Output the lines below exactly, please, from the first line until the line with "TARGET: horizontal wood siding", counting both.

----- PROVIDED MATERIAL -----

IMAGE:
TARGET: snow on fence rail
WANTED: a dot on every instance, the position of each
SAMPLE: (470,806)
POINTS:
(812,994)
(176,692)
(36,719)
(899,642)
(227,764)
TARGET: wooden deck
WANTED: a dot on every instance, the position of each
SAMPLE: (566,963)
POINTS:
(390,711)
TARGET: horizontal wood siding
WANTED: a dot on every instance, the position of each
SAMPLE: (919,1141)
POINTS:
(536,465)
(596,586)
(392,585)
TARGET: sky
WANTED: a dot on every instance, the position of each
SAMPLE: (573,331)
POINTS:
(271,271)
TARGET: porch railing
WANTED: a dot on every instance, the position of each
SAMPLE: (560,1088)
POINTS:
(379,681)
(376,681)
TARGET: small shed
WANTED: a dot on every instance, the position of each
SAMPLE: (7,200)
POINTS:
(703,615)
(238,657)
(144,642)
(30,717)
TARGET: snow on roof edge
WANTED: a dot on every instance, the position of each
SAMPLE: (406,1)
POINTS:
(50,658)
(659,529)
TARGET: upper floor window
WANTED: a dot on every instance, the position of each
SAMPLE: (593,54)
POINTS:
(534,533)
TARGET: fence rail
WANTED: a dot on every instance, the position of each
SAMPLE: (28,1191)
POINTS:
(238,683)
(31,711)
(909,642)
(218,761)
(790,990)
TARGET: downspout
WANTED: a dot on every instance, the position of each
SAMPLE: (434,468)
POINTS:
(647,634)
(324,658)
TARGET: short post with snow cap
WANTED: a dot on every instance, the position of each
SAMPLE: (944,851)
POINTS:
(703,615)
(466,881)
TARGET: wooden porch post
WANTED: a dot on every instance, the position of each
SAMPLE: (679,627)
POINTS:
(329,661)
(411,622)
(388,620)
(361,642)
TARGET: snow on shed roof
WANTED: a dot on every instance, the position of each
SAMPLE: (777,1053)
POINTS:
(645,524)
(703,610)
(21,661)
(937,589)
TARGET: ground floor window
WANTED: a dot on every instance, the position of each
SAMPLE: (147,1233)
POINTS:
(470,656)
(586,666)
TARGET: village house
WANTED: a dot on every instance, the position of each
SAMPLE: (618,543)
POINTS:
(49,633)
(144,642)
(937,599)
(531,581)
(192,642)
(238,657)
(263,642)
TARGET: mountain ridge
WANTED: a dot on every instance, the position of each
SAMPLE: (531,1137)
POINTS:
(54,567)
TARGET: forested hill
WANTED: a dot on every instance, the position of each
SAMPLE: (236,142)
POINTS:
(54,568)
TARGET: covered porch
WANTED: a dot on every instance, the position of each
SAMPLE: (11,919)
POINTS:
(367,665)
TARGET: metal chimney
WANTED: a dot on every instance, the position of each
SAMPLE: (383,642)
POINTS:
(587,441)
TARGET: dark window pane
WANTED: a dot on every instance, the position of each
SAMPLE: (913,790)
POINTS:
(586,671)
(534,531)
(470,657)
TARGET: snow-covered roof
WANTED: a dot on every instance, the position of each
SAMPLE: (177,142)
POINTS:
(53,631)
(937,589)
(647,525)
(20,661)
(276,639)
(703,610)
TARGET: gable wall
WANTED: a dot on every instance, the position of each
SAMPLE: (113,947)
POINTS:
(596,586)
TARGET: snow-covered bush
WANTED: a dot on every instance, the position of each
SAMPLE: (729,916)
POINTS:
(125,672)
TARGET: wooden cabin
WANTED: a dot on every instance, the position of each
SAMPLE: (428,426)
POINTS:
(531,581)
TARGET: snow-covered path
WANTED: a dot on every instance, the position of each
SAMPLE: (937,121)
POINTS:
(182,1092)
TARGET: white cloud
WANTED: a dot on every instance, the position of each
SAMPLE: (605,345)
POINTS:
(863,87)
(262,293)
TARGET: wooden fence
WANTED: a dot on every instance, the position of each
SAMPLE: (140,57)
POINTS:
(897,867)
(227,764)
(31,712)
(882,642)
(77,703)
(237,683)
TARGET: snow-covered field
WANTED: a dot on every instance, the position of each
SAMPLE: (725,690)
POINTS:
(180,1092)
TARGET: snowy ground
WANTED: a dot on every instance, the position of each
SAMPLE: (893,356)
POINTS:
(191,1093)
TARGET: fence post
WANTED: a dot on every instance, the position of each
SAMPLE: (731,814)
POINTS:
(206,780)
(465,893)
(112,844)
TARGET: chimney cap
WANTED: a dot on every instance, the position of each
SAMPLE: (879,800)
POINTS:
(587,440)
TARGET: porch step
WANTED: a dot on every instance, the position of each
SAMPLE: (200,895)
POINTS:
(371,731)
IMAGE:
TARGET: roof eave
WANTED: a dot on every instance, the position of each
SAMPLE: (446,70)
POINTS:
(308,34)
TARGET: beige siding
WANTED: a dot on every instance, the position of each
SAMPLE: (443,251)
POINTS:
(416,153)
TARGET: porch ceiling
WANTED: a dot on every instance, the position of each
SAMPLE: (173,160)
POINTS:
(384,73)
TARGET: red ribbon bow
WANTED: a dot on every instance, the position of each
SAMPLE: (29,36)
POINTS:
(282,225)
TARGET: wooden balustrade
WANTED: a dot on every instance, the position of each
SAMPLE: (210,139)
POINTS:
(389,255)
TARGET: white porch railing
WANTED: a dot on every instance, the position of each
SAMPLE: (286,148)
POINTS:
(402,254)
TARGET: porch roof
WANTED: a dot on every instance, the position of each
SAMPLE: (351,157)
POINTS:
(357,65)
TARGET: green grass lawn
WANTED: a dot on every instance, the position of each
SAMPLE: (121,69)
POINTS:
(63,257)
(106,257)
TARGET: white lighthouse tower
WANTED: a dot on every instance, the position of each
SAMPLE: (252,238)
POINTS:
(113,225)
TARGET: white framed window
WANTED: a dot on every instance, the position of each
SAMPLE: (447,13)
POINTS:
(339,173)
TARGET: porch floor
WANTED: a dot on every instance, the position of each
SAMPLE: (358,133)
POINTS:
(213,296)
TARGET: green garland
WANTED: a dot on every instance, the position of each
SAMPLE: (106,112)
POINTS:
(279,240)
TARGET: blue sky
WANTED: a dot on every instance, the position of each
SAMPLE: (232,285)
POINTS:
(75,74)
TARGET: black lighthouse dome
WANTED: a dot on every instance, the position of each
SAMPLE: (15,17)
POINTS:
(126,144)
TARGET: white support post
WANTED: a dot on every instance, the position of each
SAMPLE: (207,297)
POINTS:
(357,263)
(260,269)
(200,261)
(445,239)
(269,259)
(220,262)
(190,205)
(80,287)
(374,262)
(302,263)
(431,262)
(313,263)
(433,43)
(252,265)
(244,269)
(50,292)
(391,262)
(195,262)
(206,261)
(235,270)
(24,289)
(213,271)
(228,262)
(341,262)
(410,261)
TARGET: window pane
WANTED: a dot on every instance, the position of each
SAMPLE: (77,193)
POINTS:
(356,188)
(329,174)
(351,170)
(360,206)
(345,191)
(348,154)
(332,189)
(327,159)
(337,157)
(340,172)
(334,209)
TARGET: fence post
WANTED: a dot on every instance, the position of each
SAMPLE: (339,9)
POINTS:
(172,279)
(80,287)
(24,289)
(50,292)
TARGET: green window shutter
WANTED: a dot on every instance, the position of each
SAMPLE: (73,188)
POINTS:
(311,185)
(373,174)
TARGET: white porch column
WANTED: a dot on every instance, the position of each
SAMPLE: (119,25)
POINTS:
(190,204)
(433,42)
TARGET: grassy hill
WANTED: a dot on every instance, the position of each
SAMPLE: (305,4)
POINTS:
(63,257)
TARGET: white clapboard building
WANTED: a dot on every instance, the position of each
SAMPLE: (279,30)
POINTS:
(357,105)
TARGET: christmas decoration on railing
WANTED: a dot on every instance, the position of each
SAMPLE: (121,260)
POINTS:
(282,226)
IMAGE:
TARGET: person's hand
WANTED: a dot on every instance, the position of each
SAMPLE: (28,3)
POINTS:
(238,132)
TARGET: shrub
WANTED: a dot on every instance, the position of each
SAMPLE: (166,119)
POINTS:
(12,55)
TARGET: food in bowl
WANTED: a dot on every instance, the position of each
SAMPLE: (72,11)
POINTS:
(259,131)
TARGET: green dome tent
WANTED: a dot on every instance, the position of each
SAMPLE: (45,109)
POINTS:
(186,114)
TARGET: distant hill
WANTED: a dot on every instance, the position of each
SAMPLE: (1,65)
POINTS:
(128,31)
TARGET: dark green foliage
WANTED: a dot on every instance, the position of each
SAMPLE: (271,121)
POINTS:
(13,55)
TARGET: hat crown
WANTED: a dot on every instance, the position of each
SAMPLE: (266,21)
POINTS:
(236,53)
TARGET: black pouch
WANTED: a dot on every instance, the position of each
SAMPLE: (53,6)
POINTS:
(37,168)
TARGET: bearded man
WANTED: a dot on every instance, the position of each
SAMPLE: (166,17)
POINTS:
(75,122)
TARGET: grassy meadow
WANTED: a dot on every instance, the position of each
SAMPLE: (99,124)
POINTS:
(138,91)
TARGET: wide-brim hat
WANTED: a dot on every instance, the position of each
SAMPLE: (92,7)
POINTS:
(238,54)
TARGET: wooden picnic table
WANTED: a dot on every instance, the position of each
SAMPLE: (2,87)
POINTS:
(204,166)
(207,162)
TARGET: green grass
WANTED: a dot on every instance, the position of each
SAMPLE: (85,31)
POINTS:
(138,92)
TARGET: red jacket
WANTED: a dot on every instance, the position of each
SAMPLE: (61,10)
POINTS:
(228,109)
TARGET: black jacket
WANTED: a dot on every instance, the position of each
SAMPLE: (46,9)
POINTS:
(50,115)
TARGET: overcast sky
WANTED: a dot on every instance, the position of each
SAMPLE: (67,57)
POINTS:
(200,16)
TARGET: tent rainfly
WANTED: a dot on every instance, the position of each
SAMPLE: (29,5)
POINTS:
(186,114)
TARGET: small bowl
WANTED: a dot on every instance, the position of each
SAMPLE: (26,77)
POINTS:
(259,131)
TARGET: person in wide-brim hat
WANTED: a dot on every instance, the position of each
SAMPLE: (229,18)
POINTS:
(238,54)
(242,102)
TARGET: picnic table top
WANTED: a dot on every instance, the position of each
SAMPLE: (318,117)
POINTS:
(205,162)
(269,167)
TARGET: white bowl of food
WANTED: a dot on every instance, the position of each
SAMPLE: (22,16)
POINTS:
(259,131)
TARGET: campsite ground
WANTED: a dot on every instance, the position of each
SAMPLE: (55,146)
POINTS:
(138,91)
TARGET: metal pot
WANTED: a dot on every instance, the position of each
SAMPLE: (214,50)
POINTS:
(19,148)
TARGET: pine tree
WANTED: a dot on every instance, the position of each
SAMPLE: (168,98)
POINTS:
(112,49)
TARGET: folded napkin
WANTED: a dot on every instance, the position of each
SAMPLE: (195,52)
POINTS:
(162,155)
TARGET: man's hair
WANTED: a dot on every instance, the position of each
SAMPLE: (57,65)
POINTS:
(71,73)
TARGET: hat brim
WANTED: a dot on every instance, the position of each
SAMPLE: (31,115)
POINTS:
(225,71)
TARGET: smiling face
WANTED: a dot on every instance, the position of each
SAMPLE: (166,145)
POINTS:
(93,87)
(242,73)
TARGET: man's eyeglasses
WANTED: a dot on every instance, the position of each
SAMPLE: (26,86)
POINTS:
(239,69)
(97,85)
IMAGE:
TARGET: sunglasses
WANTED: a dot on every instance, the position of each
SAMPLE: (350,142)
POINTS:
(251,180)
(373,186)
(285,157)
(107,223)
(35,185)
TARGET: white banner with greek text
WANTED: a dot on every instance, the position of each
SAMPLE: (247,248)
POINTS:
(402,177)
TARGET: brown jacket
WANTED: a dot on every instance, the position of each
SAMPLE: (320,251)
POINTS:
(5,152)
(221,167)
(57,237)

-----

RESULT FOR THIS TASK »
IMAGE:
TARGET: snow on fence rail
WANTED: a dot on every instance, the position of each
SAMPLE: (470,806)
POINTS:
(812,994)
(176,692)
(36,719)
(899,642)
(227,764)
TARGET: wooden deck
WANTED: a dot on every instance, the position of each
SAMPLE: (566,963)
POINTS:
(390,711)
TARGET: horizontal wood siding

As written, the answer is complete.